▶ **Task statement**: Among the entries below, only the lines from the one with "[ ] locate the calm water" through the one with "[ ] locate the braided rope mat" are wanted, reproduced exactly. Pictures are not wanted.

▶ **Data**:
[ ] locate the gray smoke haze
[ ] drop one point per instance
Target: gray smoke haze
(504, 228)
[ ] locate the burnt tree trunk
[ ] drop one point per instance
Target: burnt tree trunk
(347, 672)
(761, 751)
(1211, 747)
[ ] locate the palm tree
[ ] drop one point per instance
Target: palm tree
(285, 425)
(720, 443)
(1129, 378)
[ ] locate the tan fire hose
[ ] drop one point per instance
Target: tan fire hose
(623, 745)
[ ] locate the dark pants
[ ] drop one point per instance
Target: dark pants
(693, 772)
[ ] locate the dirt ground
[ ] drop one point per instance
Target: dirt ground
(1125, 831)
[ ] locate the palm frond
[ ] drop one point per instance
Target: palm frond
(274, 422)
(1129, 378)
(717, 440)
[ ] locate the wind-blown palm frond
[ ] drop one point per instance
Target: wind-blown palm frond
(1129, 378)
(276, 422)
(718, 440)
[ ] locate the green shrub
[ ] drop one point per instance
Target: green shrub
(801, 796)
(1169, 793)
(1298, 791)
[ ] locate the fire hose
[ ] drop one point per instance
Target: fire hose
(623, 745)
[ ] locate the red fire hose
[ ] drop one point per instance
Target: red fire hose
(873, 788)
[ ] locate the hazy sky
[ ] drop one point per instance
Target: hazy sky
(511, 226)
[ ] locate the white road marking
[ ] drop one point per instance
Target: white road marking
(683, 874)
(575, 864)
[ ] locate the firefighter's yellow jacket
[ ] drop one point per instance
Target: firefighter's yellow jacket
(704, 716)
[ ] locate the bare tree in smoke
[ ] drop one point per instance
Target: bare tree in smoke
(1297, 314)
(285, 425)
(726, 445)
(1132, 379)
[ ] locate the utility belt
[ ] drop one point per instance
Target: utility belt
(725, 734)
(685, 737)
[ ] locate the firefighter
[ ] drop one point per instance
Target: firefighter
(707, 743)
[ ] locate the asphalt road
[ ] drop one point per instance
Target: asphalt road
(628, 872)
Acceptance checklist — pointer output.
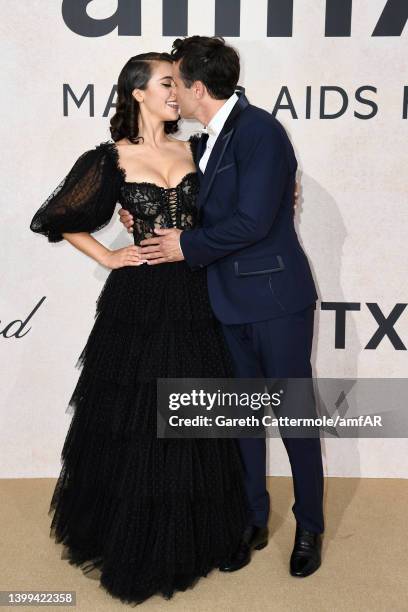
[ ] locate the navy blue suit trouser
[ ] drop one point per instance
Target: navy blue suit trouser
(279, 347)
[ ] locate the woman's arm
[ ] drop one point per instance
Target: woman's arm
(87, 244)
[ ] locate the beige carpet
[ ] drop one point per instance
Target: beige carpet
(365, 555)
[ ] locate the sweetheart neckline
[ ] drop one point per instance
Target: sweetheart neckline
(159, 186)
(123, 173)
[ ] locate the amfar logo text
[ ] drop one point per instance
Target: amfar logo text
(279, 22)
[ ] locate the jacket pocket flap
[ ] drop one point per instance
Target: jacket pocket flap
(262, 265)
(225, 167)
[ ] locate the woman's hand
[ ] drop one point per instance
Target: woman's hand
(126, 218)
(126, 256)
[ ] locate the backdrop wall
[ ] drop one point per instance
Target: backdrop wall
(334, 74)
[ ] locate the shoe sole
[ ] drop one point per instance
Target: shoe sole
(305, 575)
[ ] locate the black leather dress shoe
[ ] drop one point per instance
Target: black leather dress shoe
(306, 554)
(253, 537)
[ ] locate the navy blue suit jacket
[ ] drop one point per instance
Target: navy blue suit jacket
(256, 268)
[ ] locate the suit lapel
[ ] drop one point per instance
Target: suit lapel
(219, 149)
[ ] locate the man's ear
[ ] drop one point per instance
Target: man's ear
(199, 89)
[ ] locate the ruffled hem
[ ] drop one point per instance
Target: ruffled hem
(149, 515)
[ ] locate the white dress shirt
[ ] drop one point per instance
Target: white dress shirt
(214, 128)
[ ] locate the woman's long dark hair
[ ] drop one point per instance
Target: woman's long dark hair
(135, 74)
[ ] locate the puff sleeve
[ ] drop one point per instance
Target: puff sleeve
(85, 199)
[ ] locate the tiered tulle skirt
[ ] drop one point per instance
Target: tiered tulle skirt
(149, 515)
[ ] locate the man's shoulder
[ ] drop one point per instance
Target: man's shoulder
(255, 116)
(256, 122)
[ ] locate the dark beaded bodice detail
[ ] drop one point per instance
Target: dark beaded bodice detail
(153, 206)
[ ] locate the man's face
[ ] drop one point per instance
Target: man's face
(185, 97)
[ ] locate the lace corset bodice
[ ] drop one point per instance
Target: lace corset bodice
(86, 198)
(153, 206)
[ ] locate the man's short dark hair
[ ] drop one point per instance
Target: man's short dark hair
(210, 60)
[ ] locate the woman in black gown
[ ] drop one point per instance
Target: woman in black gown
(151, 515)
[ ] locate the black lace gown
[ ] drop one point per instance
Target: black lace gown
(149, 515)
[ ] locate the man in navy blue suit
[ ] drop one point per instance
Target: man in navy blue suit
(259, 280)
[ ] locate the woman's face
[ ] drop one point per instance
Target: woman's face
(159, 98)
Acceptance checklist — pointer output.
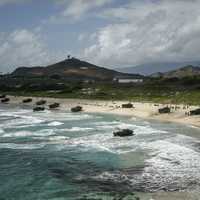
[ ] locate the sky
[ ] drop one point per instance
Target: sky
(109, 33)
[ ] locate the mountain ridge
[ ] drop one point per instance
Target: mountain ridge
(71, 68)
(186, 71)
(151, 68)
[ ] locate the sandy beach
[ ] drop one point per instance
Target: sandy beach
(141, 110)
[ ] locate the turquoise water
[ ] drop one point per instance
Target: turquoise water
(59, 155)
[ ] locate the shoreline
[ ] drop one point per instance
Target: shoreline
(147, 111)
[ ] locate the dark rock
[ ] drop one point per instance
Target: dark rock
(5, 100)
(128, 105)
(123, 133)
(54, 105)
(41, 102)
(164, 110)
(2, 96)
(77, 109)
(27, 100)
(195, 112)
(36, 109)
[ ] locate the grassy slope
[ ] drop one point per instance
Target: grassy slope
(123, 92)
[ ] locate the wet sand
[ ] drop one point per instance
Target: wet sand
(142, 110)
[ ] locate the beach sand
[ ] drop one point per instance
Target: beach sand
(141, 110)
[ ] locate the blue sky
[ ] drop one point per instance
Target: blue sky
(110, 33)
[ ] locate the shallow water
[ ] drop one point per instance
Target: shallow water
(59, 155)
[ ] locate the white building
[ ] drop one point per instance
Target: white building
(128, 80)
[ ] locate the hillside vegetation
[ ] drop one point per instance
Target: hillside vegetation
(172, 87)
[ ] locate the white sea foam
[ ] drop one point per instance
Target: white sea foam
(78, 129)
(55, 123)
(58, 138)
(1, 131)
(44, 133)
(173, 163)
(21, 146)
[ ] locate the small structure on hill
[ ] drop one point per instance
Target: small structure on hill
(127, 105)
(195, 112)
(123, 133)
(54, 105)
(5, 100)
(77, 109)
(41, 102)
(2, 96)
(164, 110)
(27, 100)
(37, 109)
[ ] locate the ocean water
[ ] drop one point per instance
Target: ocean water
(57, 155)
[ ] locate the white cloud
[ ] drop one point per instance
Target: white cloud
(21, 48)
(3, 2)
(148, 32)
(74, 10)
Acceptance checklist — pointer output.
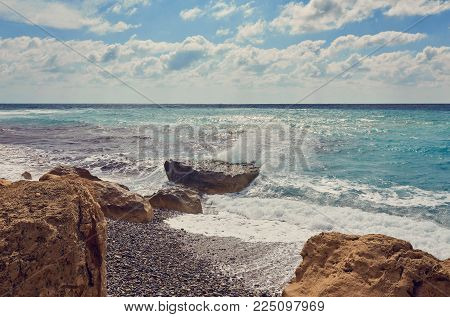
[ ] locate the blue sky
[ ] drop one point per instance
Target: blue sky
(225, 51)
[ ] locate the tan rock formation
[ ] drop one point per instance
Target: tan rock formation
(4, 182)
(52, 240)
(115, 200)
(27, 176)
(336, 264)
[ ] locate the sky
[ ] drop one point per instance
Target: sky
(225, 51)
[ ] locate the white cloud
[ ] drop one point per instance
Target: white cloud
(417, 7)
(251, 32)
(129, 7)
(191, 14)
(223, 32)
(218, 10)
(321, 15)
(196, 62)
(388, 38)
(60, 15)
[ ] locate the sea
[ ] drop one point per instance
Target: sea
(355, 169)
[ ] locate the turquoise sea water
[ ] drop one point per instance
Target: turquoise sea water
(359, 169)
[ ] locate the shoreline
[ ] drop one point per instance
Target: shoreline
(156, 260)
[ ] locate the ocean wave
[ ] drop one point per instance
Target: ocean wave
(284, 220)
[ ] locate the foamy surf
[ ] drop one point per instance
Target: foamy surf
(283, 220)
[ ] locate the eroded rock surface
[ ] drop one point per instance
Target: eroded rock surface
(336, 264)
(115, 200)
(52, 240)
(4, 182)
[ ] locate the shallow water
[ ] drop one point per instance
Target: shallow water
(354, 169)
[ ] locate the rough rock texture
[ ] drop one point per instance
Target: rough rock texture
(52, 240)
(115, 200)
(177, 198)
(4, 182)
(27, 176)
(212, 177)
(153, 259)
(336, 264)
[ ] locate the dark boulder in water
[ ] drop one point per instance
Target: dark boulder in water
(212, 177)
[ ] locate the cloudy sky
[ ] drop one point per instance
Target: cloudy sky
(225, 51)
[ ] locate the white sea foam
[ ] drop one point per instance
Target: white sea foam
(283, 220)
(341, 189)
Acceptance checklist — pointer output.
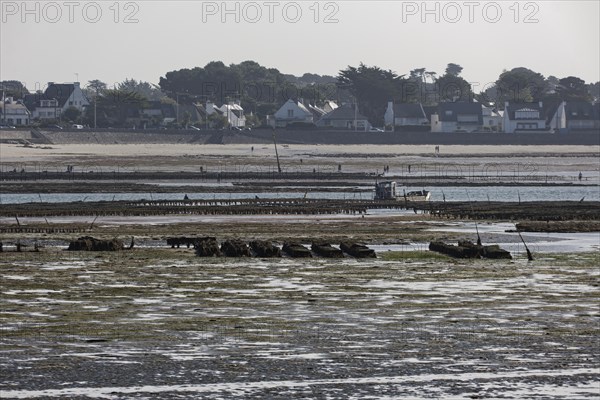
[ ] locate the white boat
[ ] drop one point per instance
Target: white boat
(388, 190)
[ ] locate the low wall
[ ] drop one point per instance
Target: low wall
(303, 136)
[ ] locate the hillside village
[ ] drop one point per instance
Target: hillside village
(565, 106)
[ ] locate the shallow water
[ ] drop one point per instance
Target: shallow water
(450, 193)
(338, 329)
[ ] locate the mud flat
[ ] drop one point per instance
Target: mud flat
(164, 323)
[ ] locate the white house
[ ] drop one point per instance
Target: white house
(524, 117)
(233, 111)
(457, 117)
(581, 115)
(558, 119)
(290, 112)
(56, 99)
(14, 112)
(344, 117)
(405, 115)
(329, 106)
(492, 120)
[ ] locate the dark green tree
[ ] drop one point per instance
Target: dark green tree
(452, 88)
(453, 69)
(71, 114)
(521, 85)
(572, 88)
(372, 88)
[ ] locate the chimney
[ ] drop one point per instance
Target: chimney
(210, 107)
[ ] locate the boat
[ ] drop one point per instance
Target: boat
(388, 190)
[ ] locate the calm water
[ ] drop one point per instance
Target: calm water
(451, 193)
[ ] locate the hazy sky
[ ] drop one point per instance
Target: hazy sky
(67, 40)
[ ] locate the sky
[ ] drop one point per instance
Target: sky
(68, 40)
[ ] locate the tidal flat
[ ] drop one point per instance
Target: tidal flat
(156, 323)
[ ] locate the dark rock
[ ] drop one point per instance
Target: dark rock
(88, 243)
(207, 247)
(326, 250)
(357, 250)
(265, 249)
(296, 250)
(235, 248)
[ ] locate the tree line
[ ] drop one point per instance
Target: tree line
(261, 90)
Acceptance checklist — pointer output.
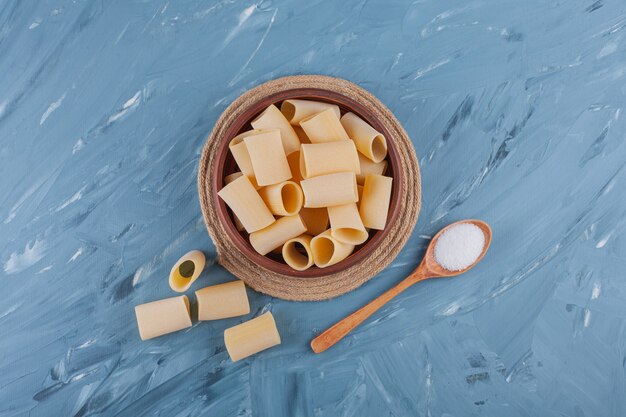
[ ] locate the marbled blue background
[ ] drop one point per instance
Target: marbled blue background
(514, 108)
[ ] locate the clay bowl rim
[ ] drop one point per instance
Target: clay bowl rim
(225, 165)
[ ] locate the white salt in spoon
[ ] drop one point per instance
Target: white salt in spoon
(454, 250)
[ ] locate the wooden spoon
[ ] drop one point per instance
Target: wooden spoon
(428, 268)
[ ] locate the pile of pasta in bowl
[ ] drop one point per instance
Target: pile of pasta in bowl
(311, 184)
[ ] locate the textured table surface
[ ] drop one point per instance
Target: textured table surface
(514, 108)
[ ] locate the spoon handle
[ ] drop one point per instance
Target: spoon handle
(340, 329)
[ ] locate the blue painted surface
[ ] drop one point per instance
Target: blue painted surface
(514, 108)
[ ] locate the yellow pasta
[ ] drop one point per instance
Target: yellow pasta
(297, 252)
(360, 193)
(162, 317)
(369, 167)
(328, 251)
(283, 229)
(246, 204)
(324, 127)
(186, 270)
(315, 220)
(328, 158)
(375, 202)
(346, 225)
(268, 158)
(296, 110)
(272, 118)
(294, 165)
(368, 140)
(251, 337)
(330, 190)
(227, 180)
(284, 199)
(240, 153)
(301, 135)
(223, 301)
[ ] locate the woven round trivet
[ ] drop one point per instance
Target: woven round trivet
(328, 286)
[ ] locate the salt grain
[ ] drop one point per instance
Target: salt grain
(459, 246)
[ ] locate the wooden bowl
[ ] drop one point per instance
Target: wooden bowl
(225, 165)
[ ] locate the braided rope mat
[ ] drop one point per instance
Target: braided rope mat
(328, 286)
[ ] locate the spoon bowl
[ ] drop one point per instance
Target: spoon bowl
(428, 268)
(430, 264)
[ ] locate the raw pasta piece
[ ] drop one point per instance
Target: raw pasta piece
(297, 252)
(283, 229)
(296, 110)
(375, 202)
(294, 164)
(328, 251)
(223, 301)
(328, 158)
(246, 204)
(269, 161)
(346, 225)
(162, 317)
(330, 190)
(186, 270)
(301, 135)
(227, 180)
(272, 118)
(324, 127)
(315, 220)
(240, 153)
(251, 337)
(369, 141)
(369, 167)
(284, 199)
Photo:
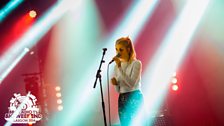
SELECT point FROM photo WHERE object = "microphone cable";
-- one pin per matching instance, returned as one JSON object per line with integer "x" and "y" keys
{"x": 108, "y": 91}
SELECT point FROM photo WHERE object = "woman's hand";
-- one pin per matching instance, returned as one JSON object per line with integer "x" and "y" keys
{"x": 117, "y": 61}
{"x": 114, "y": 81}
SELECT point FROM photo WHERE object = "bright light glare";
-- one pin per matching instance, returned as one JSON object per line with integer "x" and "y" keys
{"x": 5, "y": 11}
{"x": 60, "y": 108}
{"x": 175, "y": 87}
{"x": 58, "y": 94}
{"x": 6, "y": 67}
{"x": 33, "y": 14}
{"x": 169, "y": 55}
{"x": 174, "y": 80}
{"x": 59, "y": 101}
{"x": 9, "y": 59}
{"x": 57, "y": 88}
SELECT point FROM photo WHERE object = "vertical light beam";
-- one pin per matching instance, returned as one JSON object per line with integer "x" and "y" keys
{"x": 169, "y": 55}
{"x": 5, "y": 11}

▶ **Response to the task**:
[ ] locate the calm water
[ ] drop one point per instance
Target: calm water
(451, 193)
[ ] locate the hazy sky
[ ] drop one point per instance
Target: hazy sky
(67, 40)
[ ] locate the sky
[ ] drop one point per instance
Target: sky
(68, 40)
[ ] locate the tidal flat
[ ] drop one point per instance
Target: tidal flat
(156, 323)
[ ] locate the dark rock
[ ] drop one point per instance
Target: dark rock
(88, 243)
(207, 247)
(326, 250)
(357, 250)
(265, 249)
(296, 250)
(235, 248)
[ ] locate the tree line
[ ] drop one point per instance
Target: tree line
(261, 90)
Acceptance checklist — pointer output.
[ ] locate the marbled blue background
[ ] drop one point per instance
Target: marbled blue background
(514, 108)
[ ] locate the clay bowl rim
[ ] drop one point per instance
Target: clay bowl rim
(225, 165)
[ ] locate the white salt in spoon
[ ] drop one point per instance
Target: white salt in spoon
(454, 250)
[ ] locate the wooden spoon
[ ] drop one point per instance
Target: wooden spoon
(428, 268)
[ ] locate the pile of pasta in bowl
[ ] drop one point per instance
Target: pile of pasta in bowl
(311, 184)
[ ] locate the textured table surface
[ ] drop one point per instance
Target: textured table surface
(514, 108)
[ ] locate the spoon handle
[ ] drop one point per instance
Target: spoon handle
(340, 329)
[ ] locate the blue painted surface
[ ] drop one point per instance
Target: blue painted surface
(514, 108)
[ ] locate the yellow pasta
[ ] drop one point per instance
Target: yellow pasta
(297, 252)
(360, 193)
(162, 317)
(369, 167)
(328, 251)
(283, 229)
(246, 204)
(324, 127)
(186, 270)
(315, 220)
(328, 158)
(375, 202)
(346, 225)
(268, 158)
(296, 110)
(272, 118)
(294, 165)
(368, 140)
(251, 337)
(330, 190)
(227, 180)
(284, 199)
(240, 153)
(301, 135)
(223, 301)
[ ] locate the woven round trivet
[ ] drop one point per instance
Target: woven round trivet
(328, 286)
[ ] locate the salt grain
[ ] drop one point per instance
Target: salt grain
(459, 246)
[ ] locate the wooden bowl
[ ] drop one point per instance
Target: wooden bowl
(225, 165)
[ ] locate the braided rope mat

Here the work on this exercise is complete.